_RECORD LIST_
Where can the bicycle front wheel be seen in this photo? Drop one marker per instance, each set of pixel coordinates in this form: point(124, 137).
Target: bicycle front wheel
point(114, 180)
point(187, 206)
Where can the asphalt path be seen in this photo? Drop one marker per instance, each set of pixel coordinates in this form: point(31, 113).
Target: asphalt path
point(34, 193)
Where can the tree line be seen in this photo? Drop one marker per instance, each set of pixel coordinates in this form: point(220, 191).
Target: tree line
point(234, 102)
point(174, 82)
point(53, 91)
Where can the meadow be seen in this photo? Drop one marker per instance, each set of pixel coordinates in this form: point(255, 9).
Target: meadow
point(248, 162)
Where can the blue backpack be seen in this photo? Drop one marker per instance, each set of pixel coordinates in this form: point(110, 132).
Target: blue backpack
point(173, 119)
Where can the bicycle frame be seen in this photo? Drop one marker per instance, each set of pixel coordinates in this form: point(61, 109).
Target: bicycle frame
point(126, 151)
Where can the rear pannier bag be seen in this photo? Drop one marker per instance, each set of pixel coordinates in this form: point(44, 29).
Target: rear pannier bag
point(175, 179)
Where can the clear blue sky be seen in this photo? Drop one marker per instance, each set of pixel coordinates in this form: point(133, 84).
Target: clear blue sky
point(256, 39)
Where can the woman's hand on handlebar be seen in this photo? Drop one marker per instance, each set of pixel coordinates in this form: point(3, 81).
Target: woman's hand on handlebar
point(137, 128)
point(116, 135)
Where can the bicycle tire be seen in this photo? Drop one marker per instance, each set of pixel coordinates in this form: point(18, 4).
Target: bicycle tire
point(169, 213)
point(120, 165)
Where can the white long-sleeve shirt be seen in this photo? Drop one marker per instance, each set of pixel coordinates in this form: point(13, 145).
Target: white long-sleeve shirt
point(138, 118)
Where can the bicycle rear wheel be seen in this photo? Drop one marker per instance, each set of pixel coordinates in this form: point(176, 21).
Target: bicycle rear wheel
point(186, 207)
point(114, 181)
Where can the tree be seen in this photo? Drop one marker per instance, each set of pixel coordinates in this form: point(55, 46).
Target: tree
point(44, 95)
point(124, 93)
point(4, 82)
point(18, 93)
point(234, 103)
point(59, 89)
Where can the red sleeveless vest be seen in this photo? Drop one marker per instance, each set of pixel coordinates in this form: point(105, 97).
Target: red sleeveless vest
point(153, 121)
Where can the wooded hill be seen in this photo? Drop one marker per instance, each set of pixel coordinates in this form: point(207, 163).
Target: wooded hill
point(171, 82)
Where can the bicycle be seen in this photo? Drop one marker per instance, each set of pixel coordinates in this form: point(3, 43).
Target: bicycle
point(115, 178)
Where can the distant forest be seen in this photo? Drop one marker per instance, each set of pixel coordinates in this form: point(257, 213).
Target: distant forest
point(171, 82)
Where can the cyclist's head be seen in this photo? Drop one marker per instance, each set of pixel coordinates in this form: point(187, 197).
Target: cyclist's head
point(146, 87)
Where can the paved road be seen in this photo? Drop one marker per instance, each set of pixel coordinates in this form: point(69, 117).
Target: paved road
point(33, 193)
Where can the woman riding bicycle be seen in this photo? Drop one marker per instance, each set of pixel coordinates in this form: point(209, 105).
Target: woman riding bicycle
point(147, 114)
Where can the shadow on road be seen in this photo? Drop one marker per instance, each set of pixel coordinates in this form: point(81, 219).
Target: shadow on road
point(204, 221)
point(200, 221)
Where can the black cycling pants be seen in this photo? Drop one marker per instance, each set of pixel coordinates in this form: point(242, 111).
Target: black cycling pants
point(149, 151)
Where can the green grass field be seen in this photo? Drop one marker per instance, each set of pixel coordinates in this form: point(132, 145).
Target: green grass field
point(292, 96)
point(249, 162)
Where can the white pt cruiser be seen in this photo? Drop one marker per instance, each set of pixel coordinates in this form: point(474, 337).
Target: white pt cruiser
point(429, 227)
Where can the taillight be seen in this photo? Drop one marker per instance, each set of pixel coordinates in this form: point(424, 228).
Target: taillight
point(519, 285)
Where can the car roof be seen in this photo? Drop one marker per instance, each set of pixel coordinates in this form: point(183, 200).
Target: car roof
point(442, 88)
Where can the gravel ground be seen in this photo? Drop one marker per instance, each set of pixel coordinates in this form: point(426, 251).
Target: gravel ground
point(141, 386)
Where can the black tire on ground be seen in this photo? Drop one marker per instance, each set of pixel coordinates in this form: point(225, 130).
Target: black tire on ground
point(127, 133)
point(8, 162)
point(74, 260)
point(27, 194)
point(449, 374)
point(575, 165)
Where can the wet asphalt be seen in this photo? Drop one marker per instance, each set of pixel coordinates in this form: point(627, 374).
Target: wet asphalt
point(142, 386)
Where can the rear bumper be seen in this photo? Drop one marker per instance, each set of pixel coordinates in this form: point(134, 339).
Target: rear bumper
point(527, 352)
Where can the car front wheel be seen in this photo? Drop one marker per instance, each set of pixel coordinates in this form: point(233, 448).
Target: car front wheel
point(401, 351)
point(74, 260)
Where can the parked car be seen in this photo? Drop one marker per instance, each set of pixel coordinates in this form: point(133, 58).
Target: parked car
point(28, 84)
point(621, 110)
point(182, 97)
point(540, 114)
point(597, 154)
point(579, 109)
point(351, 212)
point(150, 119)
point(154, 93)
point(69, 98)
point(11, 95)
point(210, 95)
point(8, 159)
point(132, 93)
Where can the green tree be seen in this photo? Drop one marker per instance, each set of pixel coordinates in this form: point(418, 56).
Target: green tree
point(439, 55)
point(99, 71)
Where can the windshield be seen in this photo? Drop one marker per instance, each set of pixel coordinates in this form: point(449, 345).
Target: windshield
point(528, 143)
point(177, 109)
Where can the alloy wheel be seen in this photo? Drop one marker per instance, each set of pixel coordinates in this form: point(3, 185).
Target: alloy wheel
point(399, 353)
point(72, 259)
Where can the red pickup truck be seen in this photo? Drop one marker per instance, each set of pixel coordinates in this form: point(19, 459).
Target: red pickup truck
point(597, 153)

_THE PROBLEM_
Add 18 to each number in the answer coordinates, and write out again every line from the one containing "Where can the white pt" down to the one containing "point(575, 165)", both included.

_SOLUTION TO THE PROBLEM_
Where can the white pt cruiser be seen in this photo? Drop one marker per instance, each set of pixel coordinates in this form: point(474, 337).
Target: white pt cruiser
point(447, 245)
Where can the taillight be seen in this photo? Drop one marker per instance, each set of pixel coordinates in this form: point(424, 228).
Target: taillight
point(537, 303)
Where can the car roof be seen in this photo? Drop one marker per instance, each set of pixel coordinates in this form: point(183, 200).
Target: car roof
point(460, 106)
Where can the gravel ground be seen in this photo? Drop one marker per instance, each set of pixel coordinates in this form: point(426, 251).
Target: gravel ground
point(159, 404)
Where can the black tire on ground be seen in this photo? Drop one marker per instance, each set of pixel coordinates in this form: point(225, 130).
Target: black tire on ground
point(145, 151)
point(26, 180)
point(92, 278)
point(45, 212)
point(467, 392)
point(593, 183)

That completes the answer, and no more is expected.